=== Exercise details ===
Your reply should reproduce each record precisely as written.

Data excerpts
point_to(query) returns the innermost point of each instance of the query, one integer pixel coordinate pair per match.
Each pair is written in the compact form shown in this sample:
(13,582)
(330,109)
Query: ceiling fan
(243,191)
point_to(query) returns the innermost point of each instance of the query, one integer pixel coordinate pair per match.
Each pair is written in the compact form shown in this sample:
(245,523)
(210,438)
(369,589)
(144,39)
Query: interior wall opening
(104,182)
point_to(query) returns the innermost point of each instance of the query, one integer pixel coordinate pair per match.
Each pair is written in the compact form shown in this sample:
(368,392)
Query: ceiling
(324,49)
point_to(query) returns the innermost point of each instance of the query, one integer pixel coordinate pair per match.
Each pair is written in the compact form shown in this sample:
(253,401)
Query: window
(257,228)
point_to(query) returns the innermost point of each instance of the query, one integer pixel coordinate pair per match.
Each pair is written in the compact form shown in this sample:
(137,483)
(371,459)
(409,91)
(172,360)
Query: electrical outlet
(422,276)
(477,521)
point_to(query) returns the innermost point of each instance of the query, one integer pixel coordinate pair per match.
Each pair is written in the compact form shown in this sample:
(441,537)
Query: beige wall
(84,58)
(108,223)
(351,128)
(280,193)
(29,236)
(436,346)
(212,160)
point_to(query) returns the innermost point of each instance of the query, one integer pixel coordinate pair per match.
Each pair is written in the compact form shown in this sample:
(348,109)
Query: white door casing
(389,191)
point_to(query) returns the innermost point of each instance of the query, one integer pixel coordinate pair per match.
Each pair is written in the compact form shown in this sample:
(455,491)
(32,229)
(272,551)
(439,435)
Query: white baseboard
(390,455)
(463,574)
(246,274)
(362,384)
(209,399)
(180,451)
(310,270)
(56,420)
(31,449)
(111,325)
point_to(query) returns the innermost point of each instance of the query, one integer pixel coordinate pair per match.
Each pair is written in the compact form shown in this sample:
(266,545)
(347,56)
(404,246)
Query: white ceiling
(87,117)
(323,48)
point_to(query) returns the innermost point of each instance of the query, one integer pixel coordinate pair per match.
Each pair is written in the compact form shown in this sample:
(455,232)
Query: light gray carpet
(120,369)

=== Task result ===
point_to(query) returns the innermost point of each instance of the query, one integer pixel coordinate pair per match.
Each pair is written in the compact form shown in this sample:
(13,582)
(330,109)
Query: ceiling fan
(243,191)
point_to(query) returns the innermost point of each instance of the query, one integer pixel coordinate pair per match.
Each pair is written in the compact form shown in this sample:
(245,523)
(210,438)
(369,589)
(144,39)
Query: interior wall opening
(104,182)
point_to(query) returns the innermost point of each instance of the query, one integer pixel coordinate pair per match.
Each pair is written in the compact form shown in this sample:
(368,392)
Query: ceiling
(324,49)
point_to(query) returns the innermost point of each instance of the query, one integer pixel coordinate pair per match.
Each pair is written in the compact form shown in this sample:
(253,401)
Query: window
(257,228)
point_to(query) returns the innermost point of each instance of the query, one integer pixel coordinate pair per match.
Each pair is written in the compact form shown in this sample:
(137,483)
(371,459)
(409,91)
(172,360)
Query: electrical outlet
(422,276)
(477,521)
point_to(query) returns the innermost point of each instance of the query, one integer pixel coordinate pair per match.
Each pair is written in the compact form shown in this sample:
(441,537)
Query: beige wall
(84,58)
(108,223)
(351,128)
(280,193)
(29,236)
(436,346)
(212,160)
point_to(query) returns the innermost point of each instance of the query, one integer pixel coordinate pair per match.
Each pair is written in the compact form shown in this sample:
(348,109)
Query: white door casing
(389,191)
point_to(query) returns the innermost point of each instance of the query, one integer pixel coordinate pair per match.
Each pair is written in the compact form shown in this sample:
(455,491)
(32,229)
(272,551)
(439,435)
Query: white baseboard
(390,455)
(463,574)
(246,274)
(362,384)
(209,399)
(180,451)
(310,270)
(56,420)
(31,449)
(111,325)
point_to(query) returns the innermost point of each instance of the query, one integer pixel coordinate pair per match.
Each pair is written in the compact form shown in this sample:
(266,545)
(347,56)
(404,246)
Query: white ceiling
(87,117)
(323,48)
point_to(query) returns the innermost point of each instance of the query, one integer pixel coordinate pair per match.
Each pair is written in the compact form shown in this sample:
(455,232)
Query: light gray carpet
(120,369)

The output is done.